◆ **Documento fuente**
El trabajo de Cunningham es lo suficientemente amplio como para sea muy complicado de definir. Desde la arquitectura y su obsesión por las estructuras industriales de mitad del siglo XX hasta las composiciones abstractas y cubistas que alterna con cuidados desnudos, Cunningham parece haber recorrido durante su vida, una noción de la fotografía como elemento que aglutina la belleza y la vicisitud humana desde cierta vertiente revisionista. Nada escapa al ojo de la fotógrafa, que tiene el mismo pulso insistente y bien construido para imágenes callejeras que para puesta en escena. Sus retratos realizados para Vanity Fair permitieron a la fotografía asumir un rol protagónico en la búsqueda del cine como identidad cultural.

◆ **Extracto de datos**
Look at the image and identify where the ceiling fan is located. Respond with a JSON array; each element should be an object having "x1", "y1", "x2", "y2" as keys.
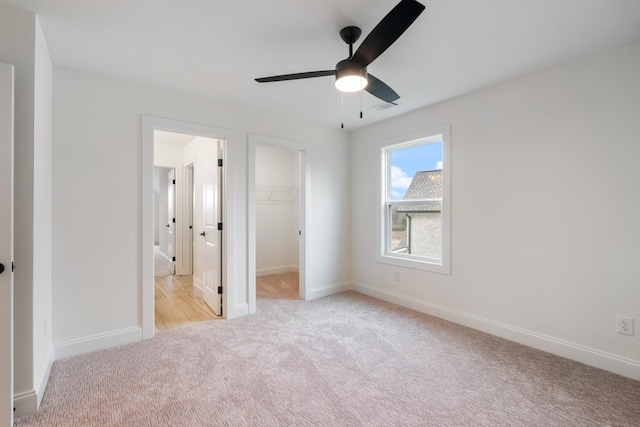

◆ **Conjunto de tareas**
a - Enumera todos los tipos de obra o temas fotográficos de Cunningham que aparecen en el texto sobre Cunningham.
b - Traduce al inglés esta oración del texto sobre Cunningham: "Nada escapa al ojo de la fotógrafa, que tiene el mismo pulso insistente y bien construido para imágenes callejeras que para puesta en escena."
c - Según el texto sobre Cunningham, ¿para qué publicación hizo Cunningham sus retratos?

◆ **Soluciones por tarea**
a -
- La arquitectura (las estructuras industriales de mitad del siglo XX)
- Las composiciones abstractas y cubistas
- Los desnudos
- Las imágenes callejeras
- La puesta en escena
- Los retratos realizados para Vanity Fair

b - Nothing escapes the photographer's eye; she has the same insistent, well-constructed touch for street images as for staged scenes.

c - Para Vanity Fair.